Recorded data

* * *

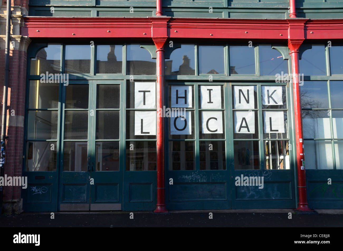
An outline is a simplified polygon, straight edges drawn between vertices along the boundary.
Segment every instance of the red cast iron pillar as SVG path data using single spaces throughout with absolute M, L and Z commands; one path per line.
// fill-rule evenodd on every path
M 290 17 L 293 18 L 297 17 L 297 13 L 295 10 L 295 0 L 289 0 L 289 12 Z
M 297 167 L 298 174 L 298 190 L 299 202 L 296 210 L 312 211 L 308 206 L 306 197 L 306 181 L 304 155 L 304 142 L 303 137 L 303 124 L 300 95 L 299 92 L 299 48 L 303 39 L 289 39 L 288 47 L 291 49 L 289 54 L 292 60 L 292 76 L 293 80 L 293 96 L 294 104 L 294 123 L 295 140 L 296 142 Z M 303 164 L 303 161 L 304 162 Z
M 163 117 L 164 94 L 164 50 L 163 47 L 167 38 L 168 18 L 152 18 L 152 35 L 157 49 L 157 204 L 155 213 L 167 213 L 166 208 L 164 175 L 164 118 Z
M 156 0 L 156 15 L 162 16 L 162 0 Z

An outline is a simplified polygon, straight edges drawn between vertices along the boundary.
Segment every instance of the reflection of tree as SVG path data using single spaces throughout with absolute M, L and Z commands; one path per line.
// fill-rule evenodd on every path
M 300 97 L 302 109 L 321 108 L 323 107 L 322 103 L 312 97 L 310 94 L 308 93 L 308 90 L 306 88 L 300 88 Z M 301 112 L 303 118 L 325 118 L 327 116 L 326 110 L 303 110 Z

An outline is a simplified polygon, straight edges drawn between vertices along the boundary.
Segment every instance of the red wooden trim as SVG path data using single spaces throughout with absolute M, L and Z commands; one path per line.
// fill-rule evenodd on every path
M 216 40 L 273 39 L 285 42 L 288 38 L 343 39 L 343 19 L 25 17 L 24 20 L 22 35 L 30 38 L 168 37 Z M 153 23 L 156 27 L 153 36 Z M 159 31 L 158 27 L 161 28 Z

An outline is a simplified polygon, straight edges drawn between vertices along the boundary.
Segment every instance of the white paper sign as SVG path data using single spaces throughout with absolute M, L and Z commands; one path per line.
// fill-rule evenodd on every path
M 285 132 L 283 111 L 264 111 L 263 112 L 264 132 Z
M 192 86 L 172 86 L 172 107 L 192 107 Z
M 223 133 L 223 112 L 203 111 L 201 112 L 203 133 Z
M 219 85 L 201 85 L 200 99 L 202 109 L 222 108 L 222 92 Z
M 156 84 L 154 82 L 134 83 L 134 108 L 156 108 Z
M 135 111 L 134 135 L 156 135 L 156 111 Z
M 262 86 L 262 104 L 279 105 L 282 104 L 282 87 Z
M 172 113 L 170 120 L 170 134 L 192 134 L 191 112 L 186 111 L 181 115 L 179 112 Z
M 235 112 L 235 132 L 255 133 L 255 113 L 253 111 Z
M 234 86 L 234 106 L 235 109 L 253 109 L 255 108 L 254 86 Z

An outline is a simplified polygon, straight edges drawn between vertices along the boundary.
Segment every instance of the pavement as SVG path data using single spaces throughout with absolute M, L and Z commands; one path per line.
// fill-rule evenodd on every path
M 343 210 L 315 210 L 310 214 L 289 209 L 182 211 L 167 214 L 57 212 L 54 213 L 54 218 L 51 213 L 0 215 L 0 227 L 343 227 Z

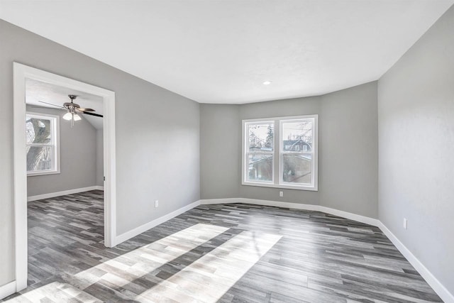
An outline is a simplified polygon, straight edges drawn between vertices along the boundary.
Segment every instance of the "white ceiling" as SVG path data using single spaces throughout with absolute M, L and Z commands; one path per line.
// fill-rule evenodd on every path
M 240 104 L 376 80 L 453 3 L 0 0 L 0 18 L 199 102 Z
M 62 106 L 65 102 L 70 101 L 68 94 L 77 96 L 74 102 L 81 107 L 93 109 L 95 110 L 94 113 L 103 114 L 103 99 L 99 96 L 32 79 L 26 79 L 26 103 L 28 105 L 57 109 L 57 106 Z M 42 103 L 40 101 L 55 104 L 57 106 Z M 62 114 L 65 113 L 65 111 L 62 109 Z M 102 129 L 102 118 L 84 114 L 79 116 L 87 119 L 96 129 Z M 77 125 L 77 122 L 75 123 Z

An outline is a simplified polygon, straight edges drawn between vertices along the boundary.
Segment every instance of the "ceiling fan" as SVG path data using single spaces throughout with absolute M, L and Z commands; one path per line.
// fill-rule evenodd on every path
M 96 117 L 102 118 L 103 116 L 94 114 L 91 111 L 96 111 L 93 109 L 87 109 L 84 107 L 80 107 L 80 106 L 76 103 L 74 103 L 74 100 L 77 97 L 75 94 L 69 94 L 68 97 L 71 100 L 70 102 L 65 102 L 63 104 L 63 106 L 61 106 L 60 105 L 52 104 L 52 103 L 45 102 L 43 101 L 38 101 L 39 102 L 44 103 L 46 104 L 52 105 L 55 107 L 60 107 L 62 109 L 65 109 L 67 111 L 67 113 L 63 115 L 63 119 L 65 120 L 70 121 L 71 126 L 74 125 L 74 121 L 77 121 L 81 120 L 80 116 L 78 114 L 84 114 L 86 115 L 94 116 Z

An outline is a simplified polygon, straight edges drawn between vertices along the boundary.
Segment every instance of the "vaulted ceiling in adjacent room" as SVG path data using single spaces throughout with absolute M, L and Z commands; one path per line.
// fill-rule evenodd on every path
M 199 102 L 241 104 L 376 80 L 453 3 L 0 0 L 0 18 Z

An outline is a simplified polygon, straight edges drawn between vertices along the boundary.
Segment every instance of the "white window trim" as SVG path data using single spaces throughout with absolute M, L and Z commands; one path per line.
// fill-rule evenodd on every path
M 281 166 L 281 158 L 282 156 L 282 142 L 281 141 L 281 126 L 284 122 L 288 122 L 292 120 L 299 119 L 312 119 L 314 120 L 314 142 L 313 142 L 313 152 L 300 152 L 300 153 L 312 153 L 314 159 L 312 161 L 312 182 L 311 185 L 293 185 L 289 183 L 283 183 L 282 178 L 282 170 Z M 251 182 L 246 180 L 246 169 L 248 168 L 247 155 L 245 148 L 248 145 L 248 138 L 245 136 L 246 125 L 254 122 L 260 123 L 270 123 L 274 122 L 274 136 L 273 136 L 273 145 L 274 145 L 274 155 L 273 155 L 273 180 L 270 182 Z M 319 115 L 304 115 L 304 116 L 284 116 L 284 117 L 272 117 L 265 119 L 245 119 L 242 123 L 242 149 L 241 149 L 241 184 L 247 186 L 256 186 L 264 187 L 274 187 L 282 188 L 289 189 L 299 189 L 299 190 L 309 190 L 309 191 L 318 191 L 319 190 Z M 278 142 L 278 144 L 275 143 Z M 276 160 L 278 159 L 278 160 Z
M 48 114 L 35 113 L 32 111 L 27 111 L 27 116 L 31 116 L 34 118 L 52 118 L 50 120 L 52 122 L 52 145 L 55 146 L 55 155 L 54 159 L 52 159 L 52 167 L 51 170 L 40 170 L 36 172 L 27 172 L 27 176 L 41 176 L 45 175 L 54 175 L 60 174 L 60 116 L 50 115 Z M 28 144 L 27 144 L 28 145 Z M 45 145 L 43 144 L 43 145 Z

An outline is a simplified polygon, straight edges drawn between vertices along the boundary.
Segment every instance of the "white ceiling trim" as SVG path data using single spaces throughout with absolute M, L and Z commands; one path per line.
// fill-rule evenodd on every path
M 0 18 L 199 102 L 242 104 L 376 80 L 453 3 L 1 0 Z

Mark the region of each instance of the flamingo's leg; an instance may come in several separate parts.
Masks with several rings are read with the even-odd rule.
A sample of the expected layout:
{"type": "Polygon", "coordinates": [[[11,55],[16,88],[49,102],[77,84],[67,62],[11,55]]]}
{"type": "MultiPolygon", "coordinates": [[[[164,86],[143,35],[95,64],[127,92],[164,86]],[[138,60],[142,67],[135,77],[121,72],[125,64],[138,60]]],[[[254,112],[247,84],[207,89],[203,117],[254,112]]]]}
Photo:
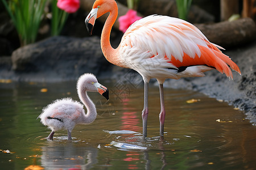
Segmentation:
{"type": "Polygon", "coordinates": [[[144,82],[144,108],[142,113],[143,135],[144,138],[147,137],[147,116],[148,115],[148,83],[144,82]]]}
{"type": "Polygon", "coordinates": [[[160,136],[163,136],[164,119],[166,118],[166,109],[164,108],[164,92],[163,84],[159,84],[160,103],[161,110],[159,114],[160,136]]]}
{"type": "Polygon", "coordinates": [[[72,137],[71,137],[71,132],[68,130],[68,140],[71,141],[72,139],[72,137]]]}
{"type": "Polygon", "coordinates": [[[54,130],[52,130],[50,134],[48,136],[47,139],[49,140],[53,140],[53,135],[55,132],[54,130]]]}

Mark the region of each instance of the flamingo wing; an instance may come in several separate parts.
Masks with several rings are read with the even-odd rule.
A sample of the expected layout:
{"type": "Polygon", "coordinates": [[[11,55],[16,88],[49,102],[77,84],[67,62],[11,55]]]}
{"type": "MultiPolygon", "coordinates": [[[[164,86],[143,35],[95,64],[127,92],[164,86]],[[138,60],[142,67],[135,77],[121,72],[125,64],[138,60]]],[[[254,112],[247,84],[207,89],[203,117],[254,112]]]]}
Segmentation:
{"type": "Polygon", "coordinates": [[[193,25],[175,18],[150,15],[137,21],[124,34],[119,48],[126,67],[142,75],[147,72],[148,76],[154,73],[155,78],[168,74],[168,78],[179,78],[203,76],[202,72],[215,69],[232,79],[228,65],[240,73],[236,63],[219,49],[221,47],[210,42],[193,25]],[[191,66],[196,69],[195,74],[181,73],[191,66]]]}

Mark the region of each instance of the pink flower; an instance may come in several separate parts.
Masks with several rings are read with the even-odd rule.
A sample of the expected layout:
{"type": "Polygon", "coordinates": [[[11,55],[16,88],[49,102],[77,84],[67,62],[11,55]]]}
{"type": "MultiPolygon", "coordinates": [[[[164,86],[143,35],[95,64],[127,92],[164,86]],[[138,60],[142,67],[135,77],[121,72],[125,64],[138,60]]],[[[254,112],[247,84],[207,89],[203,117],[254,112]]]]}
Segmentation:
{"type": "Polygon", "coordinates": [[[141,18],[142,17],[137,16],[136,11],[129,10],[126,14],[118,18],[119,29],[125,33],[131,24],[141,18]]]}
{"type": "Polygon", "coordinates": [[[68,13],[74,13],[80,5],[80,0],[58,0],[57,6],[68,13]]]}

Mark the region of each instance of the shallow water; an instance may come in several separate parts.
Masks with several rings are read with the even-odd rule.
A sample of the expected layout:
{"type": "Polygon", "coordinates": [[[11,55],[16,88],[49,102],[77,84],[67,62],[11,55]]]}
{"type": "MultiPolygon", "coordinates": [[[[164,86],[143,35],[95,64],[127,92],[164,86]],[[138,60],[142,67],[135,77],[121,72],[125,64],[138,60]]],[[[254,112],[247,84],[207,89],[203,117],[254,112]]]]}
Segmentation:
{"type": "Polygon", "coordinates": [[[159,90],[150,86],[144,140],[142,86],[100,81],[110,99],[89,94],[97,108],[96,121],[76,126],[72,142],[65,131],[48,141],[50,130],[36,118],[52,100],[78,100],[76,82],[7,82],[0,83],[1,169],[256,168],[255,127],[242,112],[201,94],[164,89],[167,116],[160,139],[159,90]],[[192,99],[197,101],[187,102],[192,99]]]}

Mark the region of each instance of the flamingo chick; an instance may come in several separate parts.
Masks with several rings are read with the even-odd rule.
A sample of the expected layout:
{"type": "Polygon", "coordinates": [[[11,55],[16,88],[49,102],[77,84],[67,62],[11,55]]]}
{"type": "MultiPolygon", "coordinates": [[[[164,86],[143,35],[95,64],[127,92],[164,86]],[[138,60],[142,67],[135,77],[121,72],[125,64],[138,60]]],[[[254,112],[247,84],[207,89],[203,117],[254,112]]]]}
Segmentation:
{"type": "Polygon", "coordinates": [[[87,109],[85,113],[84,105],[71,98],[57,99],[43,109],[38,117],[41,122],[52,130],[47,139],[53,140],[56,131],[65,129],[68,131],[68,139],[71,140],[71,131],[77,124],[89,124],[96,118],[95,105],[87,95],[87,91],[98,92],[109,100],[109,91],[99,83],[92,74],[81,75],[77,84],[77,94],[81,101],[87,109]]]}
{"type": "Polygon", "coordinates": [[[204,72],[216,69],[232,79],[229,67],[241,75],[237,65],[219,49],[223,48],[210,42],[195,26],[175,18],[153,15],[137,20],[124,33],[119,46],[114,49],[110,45],[110,36],[118,14],[115,1],[96,0],[85,22],[92,34],[96,19],[107,12],[110,14],[101,33],[101,49],[110,62],[133,69],[143,78],[144,92],[142,117],[144,137],[150,79],[156,78],[159,84],[160,135],[162,136],[166,117],[163,84],[166,79],[203,76],[204,72]]]}

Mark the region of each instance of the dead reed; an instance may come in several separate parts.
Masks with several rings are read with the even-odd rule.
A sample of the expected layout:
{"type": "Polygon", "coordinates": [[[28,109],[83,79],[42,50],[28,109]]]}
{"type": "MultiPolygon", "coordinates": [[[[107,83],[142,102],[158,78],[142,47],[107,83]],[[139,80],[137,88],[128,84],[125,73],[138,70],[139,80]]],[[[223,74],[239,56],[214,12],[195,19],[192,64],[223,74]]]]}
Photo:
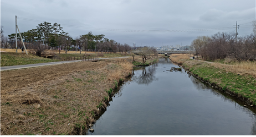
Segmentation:
{"type": "Polygon", "coordinates": [[[250,75],[256,78],[256,62],[234,61],[231,59],[225,59],[224,63],[221,63],[219,60],[217,60],[216,63],[212,63],[215,67],[225,69],[227,72],[231,72],[239,75],[250,75]]]}

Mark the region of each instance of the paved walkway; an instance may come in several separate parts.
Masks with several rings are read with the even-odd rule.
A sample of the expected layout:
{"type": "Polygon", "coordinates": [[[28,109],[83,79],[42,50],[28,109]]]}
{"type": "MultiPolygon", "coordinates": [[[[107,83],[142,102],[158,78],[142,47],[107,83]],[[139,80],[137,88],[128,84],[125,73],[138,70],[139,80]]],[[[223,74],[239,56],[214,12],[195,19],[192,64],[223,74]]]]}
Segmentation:
{"type": "MultiPolygon", "coordinates": [[[[121,58],[128,58],[128,57],[116,57],[116,58],[99,58],[99,60],[103,59],[121,58]]],[[[55,65],[55,64],[80,62],[80,61],[81,61],[81,60],[75,60],[75,61],[70,61],[53,62],[43,63],[38,63],[38,64],[27,64],[27,65],[6,66],[6,67],[1,67],[1,71],[42,67],[42,66],[44,66],[44,65],[55,65]]]]}

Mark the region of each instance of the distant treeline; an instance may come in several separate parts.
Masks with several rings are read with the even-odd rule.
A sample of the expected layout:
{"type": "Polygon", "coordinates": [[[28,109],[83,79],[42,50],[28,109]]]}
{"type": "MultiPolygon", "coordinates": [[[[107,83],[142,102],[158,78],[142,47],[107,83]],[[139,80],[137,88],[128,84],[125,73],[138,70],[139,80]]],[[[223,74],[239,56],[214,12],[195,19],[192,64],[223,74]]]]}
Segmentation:
{"type": "MultiPolygon", "coordinates": [[[[109,40],[103,34],[93,35],[92,32],[73,39],[68,32],[63,31],[60,24],[44,21],[38,24],[36,29],[21,32],[27,49],[36,49],[43,45],[45,49],[75,50],[96,52],[111,52],[114,53],[127,52],[132,49],[128,44],[121,44],[114,40],[109,40]]],[[[2,29],[1,29],[2,30],[2,29]]],[[[8,35],[8,44],[3,44],[2,48],[16,47],[16,34],[8,35]]],[[[7,39],[7,37],[6,37],[7,39]]],[[[7,42],[6,42],[7,43],[7,42]]],[[[18,34],[18,48],[22,47],[21,39],[18,34]]],[[[42,51],[42,50],[39,50],[42,51]]],[[[38,51],[41,52],[41,51],[38,51]]]]}
{"type": "Polygon", "coordinates": [[[256,59],[256,33],[244,36],[237,34],[218,32],[211,37],[198,36],[191,46],[204,59],[223,59],[237,60],[256,59]]]}

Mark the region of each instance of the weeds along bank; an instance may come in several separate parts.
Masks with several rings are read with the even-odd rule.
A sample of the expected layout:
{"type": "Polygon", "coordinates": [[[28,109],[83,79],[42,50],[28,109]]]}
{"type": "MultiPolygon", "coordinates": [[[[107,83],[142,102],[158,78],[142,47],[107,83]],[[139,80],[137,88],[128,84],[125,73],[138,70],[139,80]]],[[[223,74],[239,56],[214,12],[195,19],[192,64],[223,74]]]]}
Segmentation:
{"type": "Polygon", "coordinates": [[[1,72],[1,135],[82,135],[132,66],[119,59],[1,72]]]}
{"type": "Polygon", "coordinates": [[[170,58],[182,64],[185,69],[189,70],[188,73],[206,85],[229,92],[232,96],[244,100],[248,107],[256,105],[256,75],[255,72],[253,71],[255,68],[243,66],[243,63],[236,65],[211,64],[189,59],[187,57],[187,55],[173,55],[170,58]]]}

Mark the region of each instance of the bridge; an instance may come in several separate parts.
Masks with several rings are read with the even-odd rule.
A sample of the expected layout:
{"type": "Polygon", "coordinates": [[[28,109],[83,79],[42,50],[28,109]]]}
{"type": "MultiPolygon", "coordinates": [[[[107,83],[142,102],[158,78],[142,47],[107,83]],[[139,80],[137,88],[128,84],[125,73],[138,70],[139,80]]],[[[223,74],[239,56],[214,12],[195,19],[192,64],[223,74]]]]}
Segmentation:
{"type": "Polygon", "coordinates": [[[195,51],[157,51],[158,54],[164,54],[167,53],[168,54],[186,54],[186,53],[196,53],[195,51]]]}

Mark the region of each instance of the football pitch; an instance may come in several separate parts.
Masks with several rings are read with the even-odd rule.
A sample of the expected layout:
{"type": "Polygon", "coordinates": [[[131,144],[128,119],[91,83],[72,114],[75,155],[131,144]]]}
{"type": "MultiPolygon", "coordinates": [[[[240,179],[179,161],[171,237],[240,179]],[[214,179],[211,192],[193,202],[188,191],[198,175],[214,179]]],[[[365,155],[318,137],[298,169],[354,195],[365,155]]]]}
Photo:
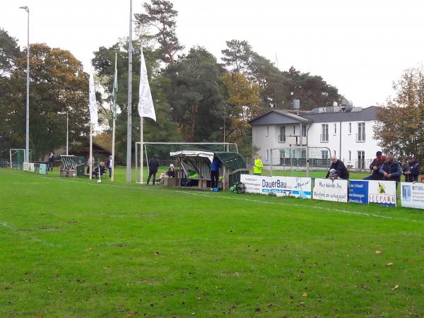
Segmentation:
{"type": "Polygon", "coordinates": [[[423,211],[57,173],[0,170],[0,317],[424,316],[423,211]]]}

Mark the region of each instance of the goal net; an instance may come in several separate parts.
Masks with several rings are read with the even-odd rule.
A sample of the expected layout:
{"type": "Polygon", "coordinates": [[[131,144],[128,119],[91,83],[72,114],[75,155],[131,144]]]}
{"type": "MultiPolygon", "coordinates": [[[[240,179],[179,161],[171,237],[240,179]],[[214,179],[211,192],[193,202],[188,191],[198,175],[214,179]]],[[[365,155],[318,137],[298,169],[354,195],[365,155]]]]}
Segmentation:
{"type": "MultiPolygon", "coordinates": [[[[143,167],[146,170],[147,163],[154,155],[156,155],[159,160],[159,170],[167,171],[169,165],[172,163],[175,167],[179,163],[175,157],[171,157],[170,153],[174,151],[180,151],[184,150],[201,151],[223,151],[233,152],[238,153],[237,143],[143,143],[143,167]]],[[[136,143],[136,182],[140,183],[140,154],[141,143],[136,143]]],[[[158,177],[158,176],[157,176],[158,177]]]]}
{"type": "MultiPolygon", "coordinates": [[[[33,151],[29,151],[28,163],[33,162],[33,151]]],[[[23,163],[27,162],[25,160],[25,149],[9,149],[9,155],[11,159],[11,169],[22,169],[23,163]]]]}
{"type": "Polygon", "coordinates": [[[270,150],[270,170],[326,170],[331,165],[331,151],[326,147],[285,147],[270,150]]]}

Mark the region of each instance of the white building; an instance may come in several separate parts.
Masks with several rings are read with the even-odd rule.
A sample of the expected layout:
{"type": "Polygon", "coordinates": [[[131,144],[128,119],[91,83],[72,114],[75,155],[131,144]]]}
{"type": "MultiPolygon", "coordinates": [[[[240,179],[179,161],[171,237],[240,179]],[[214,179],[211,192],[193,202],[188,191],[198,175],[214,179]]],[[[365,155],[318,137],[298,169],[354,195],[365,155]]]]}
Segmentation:
{"type": "Polygon", "coordinates": [[[250,122],[252,143],[264,165],[305,166],[307,145],[312,166],[328,166],[331,156],[336,155],[349,168],[367,169],[381,150],[373,132],[378,109],[271,110],[250,122]]]}

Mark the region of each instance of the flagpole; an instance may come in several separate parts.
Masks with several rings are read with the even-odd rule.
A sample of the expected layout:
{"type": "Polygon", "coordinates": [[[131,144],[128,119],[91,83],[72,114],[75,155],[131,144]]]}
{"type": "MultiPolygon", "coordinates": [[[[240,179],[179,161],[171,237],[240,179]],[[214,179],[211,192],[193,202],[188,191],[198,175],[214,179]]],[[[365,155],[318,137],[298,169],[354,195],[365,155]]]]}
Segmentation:
{"type": "Polygon", "coordinates": [[[114,90],[114,96],[113,96],[113,124],[112,124],[112,177],[110,177],[110,181],[113,182],[113,179],[114,178],[114,131],[115,131],[115,117],[116,117],[116,109],[115,107],[117,107],[116,105],[116,100],[115,100],[115,94],[117,93],[117,92],[114,92],[115,90],[115,87],[114,87],[114,83],[115,83],[115,81],[117,81],[117,78],[116,78],[117,76],[117,53],[115,52],[115,73],[114,73],[114,78],[113,80],[113,90],[114,90]]]}
{"type": "Polygon", "coordinates": [[[88,163],[90,164],[90,179],[93,175],[93,124],[90,123],[90,158],[88,158],[88,163]]]}
{"type": "Polygon", "coordinates": [[[140,117],[140,184],[143,184],[143,117],[140,117]]]}
{"type": "Polygon", "coordinates": [[[126,182],[131,182],[132,137],[132,0],[129,1],[129,36],[128,37],[128,102],[126,119],[126,182]]]}

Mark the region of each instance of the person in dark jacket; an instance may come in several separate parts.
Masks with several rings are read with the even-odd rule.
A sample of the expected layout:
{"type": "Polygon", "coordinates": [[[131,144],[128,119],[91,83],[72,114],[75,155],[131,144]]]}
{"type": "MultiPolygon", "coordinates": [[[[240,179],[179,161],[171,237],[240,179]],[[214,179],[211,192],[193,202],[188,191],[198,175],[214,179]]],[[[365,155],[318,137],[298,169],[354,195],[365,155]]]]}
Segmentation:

* * *

DIRECTIONS>
Please lay out the stretch of the records from the start through the line containing "M 216 40 L 273" as a JSON list of strings, one per line, with blank lines left out. Leave the pictures out of the answer.

PROBLEM SOLUTION>
[
  "An outline is a simplified polygon, straight edges drawn between vertices along the boundary.",
  "Segment every instance of the red cast iron pillar as SVG path data using single spaces throughout with absolute M, L and Z commands; one path per line.",
  "// fill-rule evenodd on every path",
  "M 290 17 L 293 18 L 297 17 L 297 13 L 295 10 L 295 0 L 289 0 L 289 12 Z",
  "M 297 167 L 298 174 L 298 190 L 299 202 L 296 210 L 312 211 L 308 206 L 306 197 L 306 181 L 304 155 L 304 142 L 303 137 L 303 124 L 300 95 L 299 92 L 299 48 L 303 39 L 289 39 L 288 47 L 291 49 L 289 54 L 292 60 L 292 76 L 293 80 L 293 96 L 294 104 L 294 123 L 295 140 L 296 142 Z M 303 164 L 303 161 L 304 162 Z",
  "M 163 117 L 164 94 L 164 50 L 163 47 L 167 38 L 168 18 L 152 18 L 152 35 L 157 49 L 157 204 L 155 213 L 167 213 L 166 208 L 164 175 L 164 118 Z",
  "M 156 0 L 156 15 L 162 16 L 162 0 Z",
  "An outline is a simplified polygon, straight edges drawn between vertices along the boundary.",
  "Segment every instance of the reflection of tree as SVG path data using single spaces throughout with absolute M, L and Z commands; one path per line.",
  "// fill-rule evenodd on every path",
  "M 300 97 L 302 109 L 321 108 L 323 107 L 322 103 L 312 97 L 310 94 L 308 93 L 308 90 L 306 88 L 300 88 Z M 301 112 L 303 118 L 325 118 L 327 116 L 326 110 L 303 110 Z",
  "An outline is a simplified polygon, straight edges drawn between vertices along the boundary.",
  "Segment every instance of the red wooden trim as SVG path data using single spaces throughout with absolute M, L and Z commands; one path per line.",
  "// fill-rule evenodd on every path",
  "M 216 40 L 273 39 L 285 42 L 288 38 L 343 39 L 343 19 L 25 17 L 24 20 L 22 35 L 30 38 L 168 37 Z M 153 23 L 156 27 L 153 36 Z M 159 31 L 158 27 L 161 28 Z"
]